### Action item
Could you write out all the records once more, exactly?

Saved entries
BEGIN
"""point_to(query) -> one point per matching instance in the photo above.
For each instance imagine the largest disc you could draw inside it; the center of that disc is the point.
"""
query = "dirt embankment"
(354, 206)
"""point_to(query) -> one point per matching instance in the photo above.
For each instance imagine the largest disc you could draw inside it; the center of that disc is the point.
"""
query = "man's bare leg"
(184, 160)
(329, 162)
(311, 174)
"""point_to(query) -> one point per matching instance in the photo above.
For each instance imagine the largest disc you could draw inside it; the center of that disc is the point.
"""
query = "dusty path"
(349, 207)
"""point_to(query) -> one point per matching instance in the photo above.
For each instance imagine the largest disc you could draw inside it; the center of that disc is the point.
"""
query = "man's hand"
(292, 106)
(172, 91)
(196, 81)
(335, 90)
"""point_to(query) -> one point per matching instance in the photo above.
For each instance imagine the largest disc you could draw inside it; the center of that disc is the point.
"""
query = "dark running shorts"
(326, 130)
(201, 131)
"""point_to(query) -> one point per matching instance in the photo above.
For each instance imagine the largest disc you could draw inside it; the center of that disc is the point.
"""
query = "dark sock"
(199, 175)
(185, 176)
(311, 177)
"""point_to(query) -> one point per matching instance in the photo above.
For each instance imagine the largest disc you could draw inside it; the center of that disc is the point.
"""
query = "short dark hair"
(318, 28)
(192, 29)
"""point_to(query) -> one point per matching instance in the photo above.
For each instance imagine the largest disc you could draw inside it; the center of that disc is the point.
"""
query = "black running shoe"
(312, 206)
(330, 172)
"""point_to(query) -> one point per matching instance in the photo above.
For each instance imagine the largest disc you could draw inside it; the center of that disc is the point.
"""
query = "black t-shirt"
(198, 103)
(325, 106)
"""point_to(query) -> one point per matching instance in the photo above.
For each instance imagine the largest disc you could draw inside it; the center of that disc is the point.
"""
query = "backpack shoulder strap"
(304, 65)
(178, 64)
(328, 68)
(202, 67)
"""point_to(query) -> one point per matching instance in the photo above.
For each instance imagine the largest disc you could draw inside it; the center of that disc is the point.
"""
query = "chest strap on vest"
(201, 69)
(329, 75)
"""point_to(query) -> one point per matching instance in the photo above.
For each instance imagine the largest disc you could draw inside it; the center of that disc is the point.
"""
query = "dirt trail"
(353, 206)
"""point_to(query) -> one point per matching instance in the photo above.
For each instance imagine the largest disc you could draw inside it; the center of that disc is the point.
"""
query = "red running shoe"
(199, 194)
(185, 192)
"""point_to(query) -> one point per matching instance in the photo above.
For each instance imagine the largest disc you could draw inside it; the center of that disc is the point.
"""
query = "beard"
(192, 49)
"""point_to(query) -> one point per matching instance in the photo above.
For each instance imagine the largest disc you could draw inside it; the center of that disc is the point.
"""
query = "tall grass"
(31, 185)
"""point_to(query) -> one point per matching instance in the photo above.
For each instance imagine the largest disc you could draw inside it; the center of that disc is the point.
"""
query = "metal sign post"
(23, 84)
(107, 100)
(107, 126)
END
### Exercise result
"""point_to(query) -> one point per matching instance in the photo above.
For each instance imagine the largest disc you could draw inside it; the center of that disc is the point.
"""
query = "dirt embankment"
(354, 206)
"""point_to(query) -> one point per matching instance in the photo above.
For each instance imagine the largest disc you could draw inside it; the center of that disc is the point.
"""
query = "man's bare leg"
(184, 160)
(329, 162)
(311, 174)
"""point_to(query) -> one point per matching instance in the photo above.
For each instance imagine the largest disc you could draw inside it; the center of that disc is the point.
"""
query = "dusty path"
(349, 207)
"""point_to(query) -> one point per matching instance in the photo above.
For each instance imagine the largest disc you could draw inside it; the center of that disc is the point.
"""
query = "man's hand"
(292, 106)
(172, 91)
(196, 81)
(335, 90)
"""point_to(query) -> one point per matching instance in the photo above.
For each instance imagine the largest disc you could draw inside it; the center of that disc is the point.
"""
query = "dark running shorts"
(326, 130)
(201, 131)
"""point_to(query) -> one point per matching instance in the photo above.
For each instance imagine the largest disc you could draw inside it; the center of that disc is the point.
"""
query = "dark sock"
(199, 175)
(185, 176)
(311, 177)
"""point_to(query) -> one point per matching instance in the photo above.
For each instance imagine the largest disc you could draw inside it; the center of that disc is the point.
"""
query = "short dark hair"
(318, 28)
(192, 29)
"""point_to(query) -> one point per matching instance in the photo above.
For each instance imagine the largest disc you could draw inside it; the center of that disc is the point.
"""
query = "black running shoe"
(312, 206)
(330, 172)
"""point_to(query) -> one point per matching instance in the photo above.
For each instance imagine the largest disc you could draw inside it; the center of that disc is the point.
"""
query = "black t-shirt"
(198, 103)
(325, 106)
"""point_to(query) -> one point per matching instance in the photo above.
For each instance imagine the largest disc you could draw inside it; the center of that disc is the point.
"""
query = "backpack shoulder strap"
(304, 65)
(178, 64)
(328, 68)
(202, 67)
"""point_to(query) -> one point per matching instance in the photo above.
For each instance imagine the largest disc you could draw inside it; the center of that disc is the point.
"""
query = "chest strap on vest"
(201, 69)
(329, 75)
"""point_to(query) -> one point per matching instance in the photo above.
For each instance imagine the largest disc you could draw inside it; the center of that disc is the point.
"""
query = "dirt trail"
(353, 206)
"""point_to(query) -> one point per matching instance in the photo above.
For each instance imagine the largest disc you could draw inside it; the center of that disc is the point.
"""
query = "red running shoe"
(199, 194)
(185, 192)
"""point_to(query) -> one point per matching instance in the photo above.
For each instance imagine the largest disc you could draw inside it; the center of that disc is the point.
"""
query = "beard"
(192, 49)
"""point_to(query) -> one point per matching instance in the photo above.
For each instance imagine the largest disc you could draw inside it; the center of that disc is the point.
"""
query = "tall grass"
(31, 185)
"""point_to(query) -> one point per matching instance in the photo above.
For each instance imagine the largest disc you could draw inside it; the center of that disc is the point.
"""
query = "metal sign post"
(23, 84)
(107, 100)
(107, 126)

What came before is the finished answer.